◆ Region labeling records ◆
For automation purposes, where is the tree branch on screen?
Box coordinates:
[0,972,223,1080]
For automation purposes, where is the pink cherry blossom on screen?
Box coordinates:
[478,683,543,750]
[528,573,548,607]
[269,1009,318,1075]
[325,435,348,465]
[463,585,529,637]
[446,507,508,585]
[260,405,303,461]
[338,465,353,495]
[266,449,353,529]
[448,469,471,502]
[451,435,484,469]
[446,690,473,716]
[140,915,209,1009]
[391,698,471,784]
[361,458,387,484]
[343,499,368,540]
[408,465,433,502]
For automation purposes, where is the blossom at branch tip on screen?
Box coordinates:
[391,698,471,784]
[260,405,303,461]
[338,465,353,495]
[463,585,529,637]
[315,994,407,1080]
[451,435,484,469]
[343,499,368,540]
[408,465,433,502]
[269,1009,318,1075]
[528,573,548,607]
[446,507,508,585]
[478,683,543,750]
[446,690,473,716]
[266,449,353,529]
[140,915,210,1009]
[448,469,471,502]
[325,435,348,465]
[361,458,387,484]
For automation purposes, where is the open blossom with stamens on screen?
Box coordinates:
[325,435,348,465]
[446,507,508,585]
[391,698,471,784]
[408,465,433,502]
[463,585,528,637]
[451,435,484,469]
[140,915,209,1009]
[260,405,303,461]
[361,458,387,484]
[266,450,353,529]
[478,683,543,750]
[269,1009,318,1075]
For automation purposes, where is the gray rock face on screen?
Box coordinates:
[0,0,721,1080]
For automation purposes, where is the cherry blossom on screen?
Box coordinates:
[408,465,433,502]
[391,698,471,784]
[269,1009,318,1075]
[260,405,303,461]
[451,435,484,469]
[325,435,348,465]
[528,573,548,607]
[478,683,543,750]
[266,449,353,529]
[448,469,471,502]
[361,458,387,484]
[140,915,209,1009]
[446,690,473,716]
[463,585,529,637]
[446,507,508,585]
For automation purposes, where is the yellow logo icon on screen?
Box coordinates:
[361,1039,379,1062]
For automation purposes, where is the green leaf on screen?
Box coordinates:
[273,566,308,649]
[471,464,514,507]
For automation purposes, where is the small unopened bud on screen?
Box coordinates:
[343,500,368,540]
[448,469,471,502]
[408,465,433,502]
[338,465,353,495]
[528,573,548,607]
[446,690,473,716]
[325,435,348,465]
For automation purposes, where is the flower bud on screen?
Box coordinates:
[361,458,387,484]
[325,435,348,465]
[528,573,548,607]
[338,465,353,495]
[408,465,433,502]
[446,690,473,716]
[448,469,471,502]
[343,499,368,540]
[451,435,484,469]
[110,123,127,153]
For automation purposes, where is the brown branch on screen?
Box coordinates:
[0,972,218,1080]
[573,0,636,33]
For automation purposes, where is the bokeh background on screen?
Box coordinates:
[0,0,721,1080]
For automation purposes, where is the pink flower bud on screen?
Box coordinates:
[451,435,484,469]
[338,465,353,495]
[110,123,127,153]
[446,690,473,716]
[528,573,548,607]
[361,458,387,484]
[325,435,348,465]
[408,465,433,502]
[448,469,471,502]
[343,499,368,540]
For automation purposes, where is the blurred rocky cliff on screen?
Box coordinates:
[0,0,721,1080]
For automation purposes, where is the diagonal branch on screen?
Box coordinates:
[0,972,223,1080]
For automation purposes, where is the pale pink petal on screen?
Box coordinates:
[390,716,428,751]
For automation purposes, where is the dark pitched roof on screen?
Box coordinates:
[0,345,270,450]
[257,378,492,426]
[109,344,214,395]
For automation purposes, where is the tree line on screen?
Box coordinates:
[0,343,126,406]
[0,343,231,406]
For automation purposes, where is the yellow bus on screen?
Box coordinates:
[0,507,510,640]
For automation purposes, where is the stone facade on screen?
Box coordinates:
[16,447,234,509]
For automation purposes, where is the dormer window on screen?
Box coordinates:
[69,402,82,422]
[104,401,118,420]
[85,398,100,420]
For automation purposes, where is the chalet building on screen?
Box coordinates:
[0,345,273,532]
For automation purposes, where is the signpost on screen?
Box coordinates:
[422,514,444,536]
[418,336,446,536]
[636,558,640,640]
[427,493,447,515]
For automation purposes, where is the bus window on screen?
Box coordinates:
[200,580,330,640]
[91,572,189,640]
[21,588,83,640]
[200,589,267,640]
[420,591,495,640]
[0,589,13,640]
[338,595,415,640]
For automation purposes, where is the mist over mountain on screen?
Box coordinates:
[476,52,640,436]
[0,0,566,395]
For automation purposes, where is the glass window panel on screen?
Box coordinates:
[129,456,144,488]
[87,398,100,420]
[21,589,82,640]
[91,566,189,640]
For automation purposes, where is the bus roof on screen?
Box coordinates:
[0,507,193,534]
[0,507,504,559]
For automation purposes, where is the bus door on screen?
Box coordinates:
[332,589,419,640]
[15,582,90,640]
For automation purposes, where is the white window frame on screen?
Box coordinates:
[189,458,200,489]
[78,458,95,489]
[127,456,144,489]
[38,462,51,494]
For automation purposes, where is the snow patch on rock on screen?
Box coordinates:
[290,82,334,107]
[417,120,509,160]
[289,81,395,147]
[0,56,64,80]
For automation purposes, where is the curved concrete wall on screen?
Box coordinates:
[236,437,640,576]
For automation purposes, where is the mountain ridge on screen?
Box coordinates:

◆ PROBLEM STATEMENT ◆
Copy the lines of the data above word for word, from the line containing "For automation purposes, where is the dark" up to and including the line containing "[0,507,510,640]".

◆ SOLVED EXERCISE ◆
For automation purposes, where is the dark pitched roof on screen?
Box coordinates:
[0,345,270,450]
[257,378,492,426]
[109,344,214,395]
For automation purposes, where is the tree line on screen?
Box coordinates:
[0,343,126,406]
[0,343,231,406]
For automation purposes, where is the yellow bus on screen?
Box coordinates:
[0,507,510,640]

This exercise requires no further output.